-- Start of Excerpted passage --
3.3 Metrics and Benchmarks Listing
The choice of the right metrics depends on the identified performance features to be evaluated , while given that the performance features are yet insufficient for choosing right metrics. On the one hand, a performance feature can be measured by different metrics with different benchmarks ; on the other hand, the selection of particular metrics and benchmarks might have other constraints or tradeoffs (see the step Metrics and Benchmarks Selection below). Therefore, to facilitate the metric/benchmark selection, it is also helpful for evaluators to refer to the existing available metrics and benchmarks for the corresponding evaluation implementation.
The purpose of the step Metrics and Benchmarks Listing is thus to list as many as possible candidate metrics and benchmarks for evaluating the identified performance features. The elements of this step are specified as below.
The input is the identified performance features to be evaluated.
For each of the identified performance features, evaluators enumerate as many relevant metrics and benchmarks as they can come up with.
Evaluators can use the identified Cloud service features as retrieval keys to quickly search metrics and benchmarks from the knowledge artefact Metrics Catalogue (e.g., a metrics catalogue for performance evaluation of Cloud services )111An online version of this metrics catalogue can be found at: http://cloudservicesevaluation.appspot.com/. The Metrics Catalogue essentially provides a lookup capability for finding candidate metrics and benchmarks from the existing evaluation experiences in a particular system domain.
Note that group meetings and expert opinions are not supposed to be completely replaced with this Metrics Catalogue. New metrics and benchmarks can still be introduced by domain experts and other evaluators.
The output of this step is a set of lists of candidate metrics and benchmarks, and each list is related to a single performance feature.
In general, scalability has to be reflected by the change of value of some primary performance features . To simplify the demonstration, suppose we measure the primary feature “communication data throughput” to reflect the previously identified feature scalability. Benefiting from the pre-built metrics catalogue  (note that this catalogue is for evaluating Cloud service systems only), we can quickly list two candidate metrics and each of them corresponds to four candidate benchmarks for evaluating the performance feature “communication data throughput”, as shown in Table 1.
|Communication Data Throughput||TCP/UDP/IP Transfer Speed||iPerf|
|Private tools TCPTest/UDPTest|
|Upload/Download/Send large size data|
|MPI Transfer Speed||HPCC: b_eff|
|Intel MPI Bench|
|OMB-3.1 with MPI|
3.4 Metrics and Benchmarks Selection
A metric is a measurable quantity that precisely captures some characteristics of a performance feature. According to the rich research in the evaluation of computer systems, the selection of metrics plays an essential role in evaluation implementations . Furthermore, a suitable metric would play a Response Variable role  in applying DOE to performance evaluation. Although traditional evaluation lessons treat metrics selection as one of the prerequisites of benchmark selection , the availability of benchmarks could in turn constrain the employment of metrics. For example, if adopting the benchmark iPerf, only one metric (i.e. TCP/UDP/IP Transfer Speed) can be selected from the list to measure the feature communication data throughput (cf. Table 1). Therefore, DoKnowMe puts the selection of metrics and benchmarks together within one step.
-- End of Excerpted passage --
-- Start of Collected material --
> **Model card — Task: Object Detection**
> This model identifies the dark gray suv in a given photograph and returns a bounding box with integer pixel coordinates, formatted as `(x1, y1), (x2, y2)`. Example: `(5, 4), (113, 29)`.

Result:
-- End of Collected material --
Short exercise
Please state what the Metrics and Benchmarks Listing step produces as its output, according to the passage on evaluating Cloud service performance.

Correct output
It produces a set of lists of candidate metrics and benchmarks, with each list related to a single performance feature.